* GIVEN PROBLEM *
Decide whether each statement agrees with the album review: (a) Liam Howe produced every track on the album; (b) 'Oh No!' was added to the album at the last minute; (c) 'Guilty' closes the album. For each, answer yes or no and quote the words from the review that settle it.

Aided for most of the album by ex-SNEAKER PIMP-er Liam Howe at the production helm, he allows her the freedom to experiment with all her quirky ideas while shaping them into something artful but accessible. One of the most outstanding outcomes of this partnership is ‘Mowgli’s Road’. It’s KATE BUSH doing the Dr Who theme riff and is just so wonderfully cuckoo with its references of spoons scooping into your brain that can’t help but make you raise an eyebrow and smile!

Back to the SPARKS theme though, ‘I Am Not A Robot’ has to be one of the most heartfelt pleas for solidarity since the Mael brothers’ ‘Never Turn Your Back On Mother Earth’. The Greg Kurstin directed ‘Oh No!’, a last minute addition to the album is that fantasy collaboration of Russell and Ron working with GOLDFRAPP!

marina-the-diamondsAnother spectacular highlight is ‘Numb’ which possesses an orchestrated drama. ‘The Outsider’ pulses wildly with piano and synth while the percussive closer ‘Guilty’ exposes another of those emotional conflicts that Marina sings about throughout this album.

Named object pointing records
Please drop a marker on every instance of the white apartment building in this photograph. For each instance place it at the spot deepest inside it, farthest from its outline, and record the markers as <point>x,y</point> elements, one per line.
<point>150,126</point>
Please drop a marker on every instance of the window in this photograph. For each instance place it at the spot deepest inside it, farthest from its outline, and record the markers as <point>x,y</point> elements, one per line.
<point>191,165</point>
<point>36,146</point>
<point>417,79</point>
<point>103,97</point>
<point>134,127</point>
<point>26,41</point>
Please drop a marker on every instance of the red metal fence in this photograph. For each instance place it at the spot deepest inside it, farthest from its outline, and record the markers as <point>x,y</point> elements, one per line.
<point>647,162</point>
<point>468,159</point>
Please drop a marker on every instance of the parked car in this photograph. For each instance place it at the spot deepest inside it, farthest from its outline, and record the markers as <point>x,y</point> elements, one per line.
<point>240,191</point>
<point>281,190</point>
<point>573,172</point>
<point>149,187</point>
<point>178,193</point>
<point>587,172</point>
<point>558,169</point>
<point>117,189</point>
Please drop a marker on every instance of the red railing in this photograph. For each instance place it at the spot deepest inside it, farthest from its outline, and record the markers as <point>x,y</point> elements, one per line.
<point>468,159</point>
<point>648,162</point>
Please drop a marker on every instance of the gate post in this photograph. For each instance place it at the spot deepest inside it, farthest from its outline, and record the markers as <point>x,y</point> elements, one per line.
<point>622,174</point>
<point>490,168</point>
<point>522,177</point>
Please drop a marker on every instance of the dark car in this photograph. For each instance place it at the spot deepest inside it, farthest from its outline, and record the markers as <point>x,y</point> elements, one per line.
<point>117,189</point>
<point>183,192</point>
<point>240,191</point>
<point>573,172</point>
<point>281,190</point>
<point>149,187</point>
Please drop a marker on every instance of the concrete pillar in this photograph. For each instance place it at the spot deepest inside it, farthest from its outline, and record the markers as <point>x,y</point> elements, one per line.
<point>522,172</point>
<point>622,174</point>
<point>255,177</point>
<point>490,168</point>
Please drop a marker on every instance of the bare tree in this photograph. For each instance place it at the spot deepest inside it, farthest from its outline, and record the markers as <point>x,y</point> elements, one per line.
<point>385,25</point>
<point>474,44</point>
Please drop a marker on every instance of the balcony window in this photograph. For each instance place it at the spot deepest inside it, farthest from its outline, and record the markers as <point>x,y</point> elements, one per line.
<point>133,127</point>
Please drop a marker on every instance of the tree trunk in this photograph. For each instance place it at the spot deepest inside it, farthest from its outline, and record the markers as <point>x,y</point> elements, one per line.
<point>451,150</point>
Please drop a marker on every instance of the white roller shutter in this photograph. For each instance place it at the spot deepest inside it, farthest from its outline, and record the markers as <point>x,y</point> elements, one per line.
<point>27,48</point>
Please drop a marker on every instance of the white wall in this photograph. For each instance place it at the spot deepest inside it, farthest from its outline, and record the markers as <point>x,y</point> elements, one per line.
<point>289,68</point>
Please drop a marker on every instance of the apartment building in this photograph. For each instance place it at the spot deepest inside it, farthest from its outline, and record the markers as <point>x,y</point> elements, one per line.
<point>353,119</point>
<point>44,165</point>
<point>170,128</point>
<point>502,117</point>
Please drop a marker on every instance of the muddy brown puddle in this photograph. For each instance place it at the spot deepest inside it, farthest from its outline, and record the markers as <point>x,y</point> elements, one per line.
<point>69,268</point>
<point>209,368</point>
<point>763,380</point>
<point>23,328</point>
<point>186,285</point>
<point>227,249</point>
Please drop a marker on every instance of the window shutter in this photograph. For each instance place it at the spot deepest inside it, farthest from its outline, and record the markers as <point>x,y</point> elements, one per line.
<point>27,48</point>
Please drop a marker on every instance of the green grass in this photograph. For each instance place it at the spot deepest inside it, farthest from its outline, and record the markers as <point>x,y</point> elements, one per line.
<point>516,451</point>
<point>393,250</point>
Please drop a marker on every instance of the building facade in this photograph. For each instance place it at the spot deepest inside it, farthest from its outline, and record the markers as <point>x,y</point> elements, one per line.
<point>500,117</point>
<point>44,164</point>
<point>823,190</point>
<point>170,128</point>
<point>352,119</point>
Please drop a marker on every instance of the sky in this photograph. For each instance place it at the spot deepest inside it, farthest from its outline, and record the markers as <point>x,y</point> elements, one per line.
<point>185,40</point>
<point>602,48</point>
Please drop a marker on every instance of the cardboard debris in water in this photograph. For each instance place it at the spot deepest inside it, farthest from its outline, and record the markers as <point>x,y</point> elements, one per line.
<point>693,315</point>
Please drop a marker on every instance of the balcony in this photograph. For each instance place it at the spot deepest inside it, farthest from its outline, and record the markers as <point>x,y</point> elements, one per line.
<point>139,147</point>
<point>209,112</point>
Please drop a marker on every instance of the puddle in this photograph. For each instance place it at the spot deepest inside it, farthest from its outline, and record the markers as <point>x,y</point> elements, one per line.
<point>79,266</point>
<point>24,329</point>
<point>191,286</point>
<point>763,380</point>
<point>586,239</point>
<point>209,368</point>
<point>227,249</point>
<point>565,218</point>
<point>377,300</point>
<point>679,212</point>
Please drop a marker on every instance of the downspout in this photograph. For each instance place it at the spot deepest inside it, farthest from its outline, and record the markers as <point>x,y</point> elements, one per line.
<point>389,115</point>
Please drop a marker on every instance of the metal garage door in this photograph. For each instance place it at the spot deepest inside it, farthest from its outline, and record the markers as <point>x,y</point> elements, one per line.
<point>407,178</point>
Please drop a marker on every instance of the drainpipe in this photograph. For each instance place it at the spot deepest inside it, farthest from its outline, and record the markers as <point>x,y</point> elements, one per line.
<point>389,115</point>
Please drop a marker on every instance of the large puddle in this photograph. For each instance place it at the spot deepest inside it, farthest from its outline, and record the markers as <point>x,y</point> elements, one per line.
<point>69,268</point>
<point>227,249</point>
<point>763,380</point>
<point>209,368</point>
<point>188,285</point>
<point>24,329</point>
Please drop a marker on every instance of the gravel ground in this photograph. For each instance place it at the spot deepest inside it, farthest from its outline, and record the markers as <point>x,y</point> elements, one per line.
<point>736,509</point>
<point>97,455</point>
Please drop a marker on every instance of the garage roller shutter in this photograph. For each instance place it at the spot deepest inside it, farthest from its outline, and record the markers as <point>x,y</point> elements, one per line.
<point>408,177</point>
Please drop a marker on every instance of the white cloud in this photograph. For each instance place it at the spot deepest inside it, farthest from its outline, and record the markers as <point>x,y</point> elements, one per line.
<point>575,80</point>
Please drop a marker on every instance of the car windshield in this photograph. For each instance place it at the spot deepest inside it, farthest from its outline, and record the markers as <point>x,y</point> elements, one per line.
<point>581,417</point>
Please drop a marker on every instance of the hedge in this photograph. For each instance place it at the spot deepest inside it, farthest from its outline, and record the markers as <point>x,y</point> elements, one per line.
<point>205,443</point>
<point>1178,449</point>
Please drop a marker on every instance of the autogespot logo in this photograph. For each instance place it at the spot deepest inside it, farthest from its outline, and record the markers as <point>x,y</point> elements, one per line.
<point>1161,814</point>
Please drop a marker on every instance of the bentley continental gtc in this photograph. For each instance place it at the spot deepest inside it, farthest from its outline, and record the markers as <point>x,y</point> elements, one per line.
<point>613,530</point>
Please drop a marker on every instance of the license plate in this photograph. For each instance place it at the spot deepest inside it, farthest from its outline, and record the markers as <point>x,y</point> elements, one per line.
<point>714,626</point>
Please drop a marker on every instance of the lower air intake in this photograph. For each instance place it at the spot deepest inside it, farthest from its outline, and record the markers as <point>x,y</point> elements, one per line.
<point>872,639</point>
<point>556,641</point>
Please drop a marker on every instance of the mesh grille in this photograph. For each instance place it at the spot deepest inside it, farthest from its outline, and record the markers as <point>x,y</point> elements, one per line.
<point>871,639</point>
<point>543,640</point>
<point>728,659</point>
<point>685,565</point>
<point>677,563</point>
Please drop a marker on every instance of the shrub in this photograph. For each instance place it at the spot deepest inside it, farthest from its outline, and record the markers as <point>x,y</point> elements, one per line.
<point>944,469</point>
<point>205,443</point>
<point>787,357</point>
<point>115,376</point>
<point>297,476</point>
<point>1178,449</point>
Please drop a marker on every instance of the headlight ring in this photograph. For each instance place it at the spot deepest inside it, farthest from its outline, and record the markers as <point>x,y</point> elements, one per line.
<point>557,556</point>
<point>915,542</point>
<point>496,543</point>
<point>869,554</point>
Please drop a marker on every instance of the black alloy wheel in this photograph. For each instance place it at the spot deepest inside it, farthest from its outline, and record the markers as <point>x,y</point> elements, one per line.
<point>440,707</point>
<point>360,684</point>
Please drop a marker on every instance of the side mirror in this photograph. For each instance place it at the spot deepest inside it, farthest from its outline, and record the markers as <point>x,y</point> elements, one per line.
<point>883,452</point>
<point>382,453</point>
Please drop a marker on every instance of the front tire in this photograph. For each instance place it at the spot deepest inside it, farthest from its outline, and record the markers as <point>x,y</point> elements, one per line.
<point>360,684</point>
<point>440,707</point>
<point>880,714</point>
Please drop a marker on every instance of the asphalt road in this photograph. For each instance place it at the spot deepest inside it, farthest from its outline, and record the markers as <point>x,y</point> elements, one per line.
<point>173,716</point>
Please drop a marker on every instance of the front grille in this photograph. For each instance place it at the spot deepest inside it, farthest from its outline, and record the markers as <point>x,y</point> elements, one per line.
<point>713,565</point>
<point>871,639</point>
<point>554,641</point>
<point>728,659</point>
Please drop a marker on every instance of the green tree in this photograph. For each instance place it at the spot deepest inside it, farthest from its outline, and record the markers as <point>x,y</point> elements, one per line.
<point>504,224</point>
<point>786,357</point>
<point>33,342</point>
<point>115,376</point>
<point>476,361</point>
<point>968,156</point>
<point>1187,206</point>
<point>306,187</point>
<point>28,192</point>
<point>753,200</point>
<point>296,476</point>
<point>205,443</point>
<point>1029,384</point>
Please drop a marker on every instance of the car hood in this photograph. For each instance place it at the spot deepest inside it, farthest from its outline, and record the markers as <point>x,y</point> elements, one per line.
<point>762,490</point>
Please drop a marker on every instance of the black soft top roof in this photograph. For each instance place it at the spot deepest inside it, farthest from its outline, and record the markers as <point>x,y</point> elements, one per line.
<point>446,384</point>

* FULL RESPONSE *
(a) No: "Aided for most of the album by ex-SNEAKER PIMP-er Liam Howe at the production helm"
(b) Yes: "a last minute addition to the album"
(c) Yes: "the percussive closer ‘Guilty’"